** start DATA SUPPLIED **
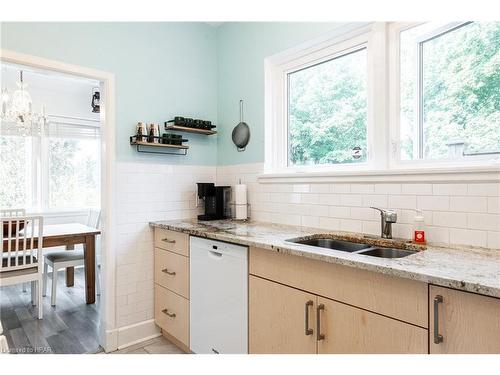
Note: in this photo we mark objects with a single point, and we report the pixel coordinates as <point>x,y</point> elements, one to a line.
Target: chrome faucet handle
<point>387,217</point>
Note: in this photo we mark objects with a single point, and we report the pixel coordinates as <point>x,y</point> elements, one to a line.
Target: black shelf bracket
<point>164,151</point>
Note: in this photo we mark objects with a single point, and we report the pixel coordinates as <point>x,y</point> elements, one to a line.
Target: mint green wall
<point>241,49</point>
<point>161,69</point>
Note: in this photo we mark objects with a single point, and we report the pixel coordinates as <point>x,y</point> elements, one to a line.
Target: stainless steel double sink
<point>354,247</point>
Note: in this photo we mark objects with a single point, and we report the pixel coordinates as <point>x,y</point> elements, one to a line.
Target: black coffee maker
<point>216,200</point>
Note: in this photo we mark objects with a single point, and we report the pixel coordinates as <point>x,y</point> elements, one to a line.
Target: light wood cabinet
<point>277,319</point>
<point>464,323</point>
<point>172,271</point>
<point>171,267</point>
<point>392,296</point>
<point>172,314</point>
<point>285,320</point>
<point>348,330</point>
<point>172,241</point>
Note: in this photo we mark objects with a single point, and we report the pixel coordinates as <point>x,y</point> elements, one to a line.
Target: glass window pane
<point>460,96</point>
<point>74,172</point>
<point>15,175</point>
<point>327,111</point>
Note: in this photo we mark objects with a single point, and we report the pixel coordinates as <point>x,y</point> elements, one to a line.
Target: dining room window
<point>449,98</point>
<point>57,170</point>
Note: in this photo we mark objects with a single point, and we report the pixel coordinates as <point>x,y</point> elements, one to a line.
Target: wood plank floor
<point>69,327</point>
<point>158,345</point>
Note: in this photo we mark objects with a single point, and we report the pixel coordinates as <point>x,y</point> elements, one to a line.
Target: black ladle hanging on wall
<point>241,132</point>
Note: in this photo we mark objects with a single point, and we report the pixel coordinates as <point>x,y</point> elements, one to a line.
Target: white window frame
<point>38,194</point>
<point>341,42</point>
<point>396,163</point>
<point>383,158</point>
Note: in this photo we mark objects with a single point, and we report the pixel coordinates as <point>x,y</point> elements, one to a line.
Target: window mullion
<point>420,100</point>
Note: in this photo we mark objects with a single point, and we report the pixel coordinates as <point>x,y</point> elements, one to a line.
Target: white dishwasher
<point>218,295</point>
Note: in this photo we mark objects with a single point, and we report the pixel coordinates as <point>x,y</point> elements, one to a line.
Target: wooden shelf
<point>190,130</point>
<point>159,146</point>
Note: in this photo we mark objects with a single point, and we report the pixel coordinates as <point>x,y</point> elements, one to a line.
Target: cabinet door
<point>464,323</point>
<point>347,329</point>
<point>277,318</point>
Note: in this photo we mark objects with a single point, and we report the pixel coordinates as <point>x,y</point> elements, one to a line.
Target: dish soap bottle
<point>419,227</point>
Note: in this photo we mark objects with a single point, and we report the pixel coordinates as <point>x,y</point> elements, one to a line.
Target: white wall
<point>147,192</point>
<point>455,213</point>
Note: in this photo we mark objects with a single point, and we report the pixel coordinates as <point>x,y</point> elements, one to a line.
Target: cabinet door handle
<point>437,337</point>
<point>319,335</point>
<point>308,330</point>
<point>172,273</point>
<point>165,311</point>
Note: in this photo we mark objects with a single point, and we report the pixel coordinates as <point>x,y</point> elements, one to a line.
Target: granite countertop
<point>474,270</point>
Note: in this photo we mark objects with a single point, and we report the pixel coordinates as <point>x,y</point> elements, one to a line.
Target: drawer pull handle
<point>172,273</point>
<point>437,337</point>
<point>319,335</point>
<point>165,311</point>
<point>308,330</point>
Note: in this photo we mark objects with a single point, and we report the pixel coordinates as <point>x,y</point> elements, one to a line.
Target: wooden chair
<point>22,260</point>
<point>69,258</point>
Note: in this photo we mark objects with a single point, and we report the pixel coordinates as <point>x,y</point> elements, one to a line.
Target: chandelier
<point>17,111</point>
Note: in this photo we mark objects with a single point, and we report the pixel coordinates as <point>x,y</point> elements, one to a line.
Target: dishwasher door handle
<point>215,254</point>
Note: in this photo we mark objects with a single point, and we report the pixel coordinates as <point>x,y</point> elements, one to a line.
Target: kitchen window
<point>321,104</point>
<point>56,171</point>
<point>327,111</point>
<point>384,99</point>
<point>449,91</point>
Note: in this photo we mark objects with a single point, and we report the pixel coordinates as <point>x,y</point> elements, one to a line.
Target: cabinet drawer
<point>396,297</point>
<point>172,241</point>
<point>349,330</point>
<point>172,271</point>
<point>172,314</point>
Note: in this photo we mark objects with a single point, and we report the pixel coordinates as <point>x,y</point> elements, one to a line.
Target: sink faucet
<point>387,217</point>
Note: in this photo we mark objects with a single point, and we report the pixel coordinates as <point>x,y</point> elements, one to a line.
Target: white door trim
<point>108,337</point>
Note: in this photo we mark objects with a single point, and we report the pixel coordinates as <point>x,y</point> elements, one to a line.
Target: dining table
<point>69,235</point>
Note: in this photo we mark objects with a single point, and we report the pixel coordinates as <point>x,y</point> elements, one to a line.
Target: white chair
<point>22,260</point>
<point>69,258</point>
<point>13,212</point>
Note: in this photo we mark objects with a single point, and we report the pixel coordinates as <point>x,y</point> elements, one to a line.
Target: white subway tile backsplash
<point>483,221</point>
<point>402,201</point>
<point>351,200</point>
<point>494,205</point>
<point>449,189</point>
<point>469,204</point>
<point>387,189</point>
<point>449,219</point>
<point>430,202</point>
<point>329,199</point>
<point>301,188</point>
<point>468,237</point>
<point>467,213</point>
<point>493,240</point>
<point>416,189</point>
<point>372,200</point>
<point>491,189</point>
<point>362,188</point>
<point>340,188</point>
<point>349,225</point>
<point>339,212</point>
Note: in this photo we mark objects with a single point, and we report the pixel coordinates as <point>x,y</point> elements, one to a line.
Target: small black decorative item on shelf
<point>189,125</point>
<point>166,144</point>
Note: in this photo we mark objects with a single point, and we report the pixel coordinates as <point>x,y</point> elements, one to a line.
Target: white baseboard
<point>132,334</point>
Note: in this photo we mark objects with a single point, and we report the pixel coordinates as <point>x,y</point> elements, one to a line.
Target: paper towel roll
<point>241,211</point>
<point>240,194</point>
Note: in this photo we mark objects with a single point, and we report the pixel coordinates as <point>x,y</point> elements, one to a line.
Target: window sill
<point>462,174</point>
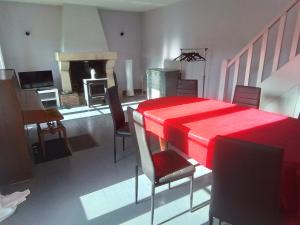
** end DATA SUPPLIED **
> TASK DETAILS: Gather every line in the rows above that contains the word "wooden", and copy each of those lines in full.

> EXPECTED ANSWER:
Target: wooden shelf
Target: wooden chair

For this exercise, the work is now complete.